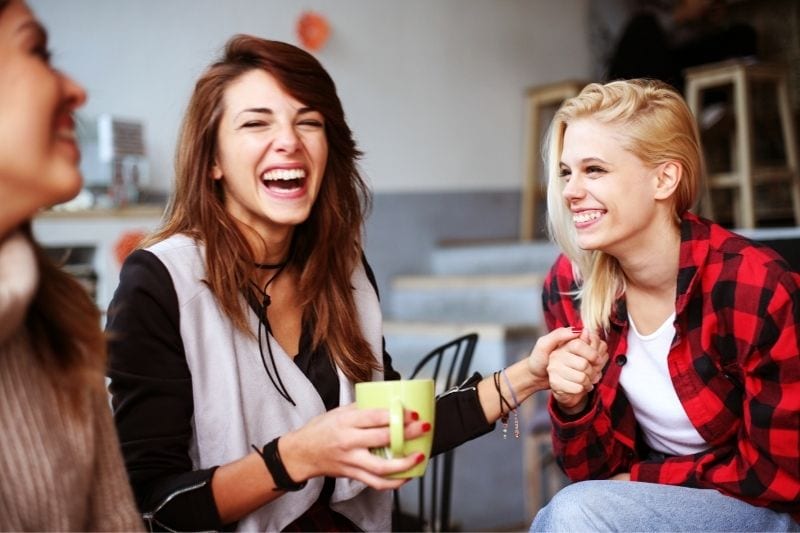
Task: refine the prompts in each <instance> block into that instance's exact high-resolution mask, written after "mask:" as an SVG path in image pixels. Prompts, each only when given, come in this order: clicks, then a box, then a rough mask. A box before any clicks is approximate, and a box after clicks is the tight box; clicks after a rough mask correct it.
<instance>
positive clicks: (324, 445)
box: [281, 404, 431, 490]
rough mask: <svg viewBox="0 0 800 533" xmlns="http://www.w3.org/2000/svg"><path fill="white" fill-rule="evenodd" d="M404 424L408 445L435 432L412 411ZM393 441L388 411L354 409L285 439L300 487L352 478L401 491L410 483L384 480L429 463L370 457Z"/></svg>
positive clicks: (284, 447) (312, 421) (346, 405)
mask: <svg viewBox="0 0 800 533" xmlns="http://www.w3.org/2000/svg"><path fill="white" fill-rule="evenodd" d="M404 418H405V419H404V423H405V438H406V439H407V440H410V439H415V438H417V437H419V436H420V435H422V434H424V433H425V432H427V431H430V428H431V426H430V423H428V422H427V421H425V420H415V414H414V413H412V412H411V411H405V416H404ZM389 440H390V434H389V411H388V410H387V409H359V408H358V407H356V405H355V404H349V405H346V406H342V407H337V408H336V409H332V410H330V411H328V412H327V413H324V414H322V415H319V416H316V417H314V418H312V419H311V420H310V421H309V422H308V423H307V424H306V425H305V426H303V427H301V428H299V429H297V430H295V431H292V432H290V433H287V434H286V435H284V436H283V437H281V441H282V442H281V455H282V456H283V459H284V463H285V466H286V469H287V472H288V473H289V475H290V476H291V478H292V479H293V480H295V481H301V480H306V479H310V478H313V477H317V476H331V477H346V478H351V479H356V480H359V481H362V482H363V483H366V484H367V485H369V486H370V487H372V488H374V489H381V490H383V489H395V488H397V487H399V486H401V485H402V484H403V483H405V482H406V481H407V480H405V479H386V478H385V477H384V476H388V475H390V474H394V473H397V472H402V471H404V470H408V469H409V468H411V467H413V466H414V465H416V464H418V463H419V462H421V461H422V460H423V459H424V457H422V454H411V455H409V456H407V457H401V458H395V459H383V458H381V457H378V456H376V455H374V454H372V453H370V451H369V449H370V448H377V447H382V446H388V445H389ZM284 450H285V451H284Z"/></svg>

=======

Return each line of the entries that contains the string "fill", matching case exactly.

rough mask: <svg viewBox="0 0 800 533" xmlns="http://www.w3.org/2000/svg"><path fill="white" fill-rule="evenodd" d="M404 424L408 445L435 432L412 411ZM393 441L388 411L354 409L285 439L300 487L352 478L401 491L410 483L384 480L429 463L370 457Z"/></svg>
mask: <svg viewBox="0 0 800 533" xmlns="http://www.w3.org/2000/svg"><path fill="white" fill-rule="evenodd" d="M404 418H405V419H404V423H405V438H406V439H407V440H410V439H415V438H417V437H419V436H420V435H422V434H424V433H425V432H427V431H430V428H431V426H430V423H428V422H427V421H425V420H415V414H414V413H412V412H411V411H405V416H404ZM389 440H390V434H389V411H388V410H387V409H359V408H358V407H356V405H355V404H349V405H346V406H342V407H337V408H336V409H332V410H330V411H328V412H327V413H324V414H322V415H319V416H316V417H314V418H312V419H311V420H310V421H309V422H308V423H307V424H306V425H305V426H303V427H301V428H299V429H297V430H295V431H292V432H290V433H287V434H286V435H284V436H283V437H281V441H282V442H281V455H282V456H283V459H284V463H285V466H286V469H287V472H288V473H289V475H290V476H291V478H292V479H293V480H295V481H301V480H306V479H310V478H313V477H317V476H331V477H346V478H351V479H356V480H359V481H362V482H363V483H366V484H367V485H369V486H370V487H372V488H374V489H381V490H383V489H395V488H397V487H399V486H401V485H402V484H403V483H405V482H406V481H407V480H405V479H386V478H385V477H384V476H388V475H390V474H394V473H397V472H402V471H404V470H408V469H409V468H411V467H413V466H414V465H416V464H418V463H419V462H421V461H422V460H423V459H424V457H422V454H411V455H409V456H407V457H401V458H395V459H383V458H381V457H378V456H376V455H374V454H372V453H370V451H369V449H370V448H377V447H382V446H388V445H389ZM284 450H285V451H284Z"/></svg>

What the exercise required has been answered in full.